(Saved data entries)
■ ■ ■ ■ ■
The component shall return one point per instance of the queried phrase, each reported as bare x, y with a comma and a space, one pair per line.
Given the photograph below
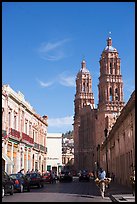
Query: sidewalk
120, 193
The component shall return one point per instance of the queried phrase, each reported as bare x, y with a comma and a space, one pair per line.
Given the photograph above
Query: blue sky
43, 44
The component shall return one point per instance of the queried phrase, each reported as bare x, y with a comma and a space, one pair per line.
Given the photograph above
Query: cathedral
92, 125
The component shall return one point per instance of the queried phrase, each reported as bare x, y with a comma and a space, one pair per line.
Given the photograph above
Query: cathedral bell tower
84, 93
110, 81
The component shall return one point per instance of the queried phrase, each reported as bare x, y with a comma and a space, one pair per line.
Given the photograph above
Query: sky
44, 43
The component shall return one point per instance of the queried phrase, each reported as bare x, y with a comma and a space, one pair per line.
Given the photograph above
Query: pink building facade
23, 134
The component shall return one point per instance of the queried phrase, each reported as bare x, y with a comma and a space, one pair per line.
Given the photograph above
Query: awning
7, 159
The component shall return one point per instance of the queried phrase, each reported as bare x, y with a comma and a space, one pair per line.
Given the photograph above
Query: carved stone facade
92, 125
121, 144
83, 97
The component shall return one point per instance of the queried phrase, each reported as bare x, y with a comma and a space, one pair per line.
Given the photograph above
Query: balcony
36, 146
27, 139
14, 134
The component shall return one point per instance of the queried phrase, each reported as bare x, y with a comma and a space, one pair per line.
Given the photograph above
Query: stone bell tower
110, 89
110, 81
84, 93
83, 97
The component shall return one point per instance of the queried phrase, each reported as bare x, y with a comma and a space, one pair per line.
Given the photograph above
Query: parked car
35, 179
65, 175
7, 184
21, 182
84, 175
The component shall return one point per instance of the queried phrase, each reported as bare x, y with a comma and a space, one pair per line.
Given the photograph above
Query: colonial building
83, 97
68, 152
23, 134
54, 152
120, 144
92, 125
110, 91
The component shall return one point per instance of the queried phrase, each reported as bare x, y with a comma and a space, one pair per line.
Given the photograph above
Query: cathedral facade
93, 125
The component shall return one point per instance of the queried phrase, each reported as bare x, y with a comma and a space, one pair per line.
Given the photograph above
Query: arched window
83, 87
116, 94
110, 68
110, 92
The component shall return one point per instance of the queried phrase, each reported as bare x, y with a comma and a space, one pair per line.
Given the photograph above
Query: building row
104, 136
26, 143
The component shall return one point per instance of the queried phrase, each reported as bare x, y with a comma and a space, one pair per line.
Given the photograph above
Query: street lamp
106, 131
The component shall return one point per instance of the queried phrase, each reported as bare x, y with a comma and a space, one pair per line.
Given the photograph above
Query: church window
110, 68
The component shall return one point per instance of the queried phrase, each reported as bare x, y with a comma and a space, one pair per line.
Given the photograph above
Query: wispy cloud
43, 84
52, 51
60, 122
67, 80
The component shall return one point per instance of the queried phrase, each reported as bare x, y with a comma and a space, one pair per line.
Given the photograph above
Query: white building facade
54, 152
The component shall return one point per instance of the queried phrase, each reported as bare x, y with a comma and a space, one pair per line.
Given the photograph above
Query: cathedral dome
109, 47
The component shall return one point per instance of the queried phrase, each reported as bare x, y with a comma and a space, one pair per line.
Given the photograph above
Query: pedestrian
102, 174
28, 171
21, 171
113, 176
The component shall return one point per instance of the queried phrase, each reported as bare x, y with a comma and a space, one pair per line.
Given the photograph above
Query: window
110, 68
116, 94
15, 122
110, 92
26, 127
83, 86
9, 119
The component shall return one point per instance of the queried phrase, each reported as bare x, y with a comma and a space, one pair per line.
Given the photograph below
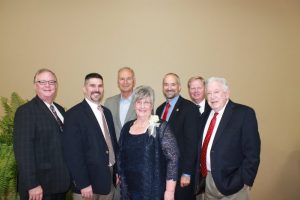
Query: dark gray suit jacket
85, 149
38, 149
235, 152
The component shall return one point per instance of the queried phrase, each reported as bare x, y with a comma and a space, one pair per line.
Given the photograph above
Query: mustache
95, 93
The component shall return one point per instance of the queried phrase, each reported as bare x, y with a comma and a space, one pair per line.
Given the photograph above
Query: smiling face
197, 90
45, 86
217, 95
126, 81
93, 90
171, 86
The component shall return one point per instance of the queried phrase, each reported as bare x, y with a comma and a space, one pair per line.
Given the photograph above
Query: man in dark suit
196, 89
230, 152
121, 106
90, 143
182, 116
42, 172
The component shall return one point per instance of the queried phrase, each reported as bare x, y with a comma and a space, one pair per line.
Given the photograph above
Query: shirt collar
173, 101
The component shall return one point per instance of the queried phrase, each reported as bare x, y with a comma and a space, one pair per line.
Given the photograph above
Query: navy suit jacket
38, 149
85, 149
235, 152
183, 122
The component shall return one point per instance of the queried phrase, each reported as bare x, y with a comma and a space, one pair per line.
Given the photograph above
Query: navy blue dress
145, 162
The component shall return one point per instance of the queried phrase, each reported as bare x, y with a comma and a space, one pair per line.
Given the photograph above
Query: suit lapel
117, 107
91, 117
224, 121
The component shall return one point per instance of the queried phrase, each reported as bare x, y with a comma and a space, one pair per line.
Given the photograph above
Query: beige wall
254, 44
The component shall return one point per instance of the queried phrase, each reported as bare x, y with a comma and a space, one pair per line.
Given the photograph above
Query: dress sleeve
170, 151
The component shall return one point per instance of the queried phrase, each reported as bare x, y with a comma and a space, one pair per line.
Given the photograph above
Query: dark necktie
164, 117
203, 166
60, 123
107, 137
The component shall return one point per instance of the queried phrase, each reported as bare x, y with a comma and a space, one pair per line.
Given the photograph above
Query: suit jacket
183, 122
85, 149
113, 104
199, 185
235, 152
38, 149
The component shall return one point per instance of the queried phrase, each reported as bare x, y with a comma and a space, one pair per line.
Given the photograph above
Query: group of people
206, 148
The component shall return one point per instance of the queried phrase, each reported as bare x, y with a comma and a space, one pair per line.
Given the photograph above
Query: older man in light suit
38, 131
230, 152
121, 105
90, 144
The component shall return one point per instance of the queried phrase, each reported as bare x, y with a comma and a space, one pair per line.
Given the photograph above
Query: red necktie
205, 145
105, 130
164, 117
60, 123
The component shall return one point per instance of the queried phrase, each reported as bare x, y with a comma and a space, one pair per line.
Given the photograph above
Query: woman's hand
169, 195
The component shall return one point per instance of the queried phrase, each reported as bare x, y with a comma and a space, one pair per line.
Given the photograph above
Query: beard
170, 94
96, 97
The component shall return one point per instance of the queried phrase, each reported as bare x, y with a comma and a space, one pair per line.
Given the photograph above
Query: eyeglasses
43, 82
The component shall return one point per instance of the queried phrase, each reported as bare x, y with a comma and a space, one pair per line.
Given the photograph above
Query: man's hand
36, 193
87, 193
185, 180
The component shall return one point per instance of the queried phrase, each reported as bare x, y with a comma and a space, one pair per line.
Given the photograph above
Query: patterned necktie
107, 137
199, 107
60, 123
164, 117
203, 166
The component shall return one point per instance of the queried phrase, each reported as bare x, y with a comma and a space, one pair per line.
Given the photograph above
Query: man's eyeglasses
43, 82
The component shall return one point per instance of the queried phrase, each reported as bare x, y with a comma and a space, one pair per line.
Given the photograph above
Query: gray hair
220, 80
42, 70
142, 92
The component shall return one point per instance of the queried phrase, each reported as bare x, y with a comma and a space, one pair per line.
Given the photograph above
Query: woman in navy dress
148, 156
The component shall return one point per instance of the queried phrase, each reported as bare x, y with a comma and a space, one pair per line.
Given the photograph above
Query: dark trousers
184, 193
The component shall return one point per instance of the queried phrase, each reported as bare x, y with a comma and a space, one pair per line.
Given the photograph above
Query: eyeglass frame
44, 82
■ ■ ■ ■ ■
§ **The request**: In the saved data entries above, find each line that contains the string "bell" and copy it. Treat uppercase and lowercase letters as different.

§ **In response**:
Query: cathedral bell tower
Query: stone bell tower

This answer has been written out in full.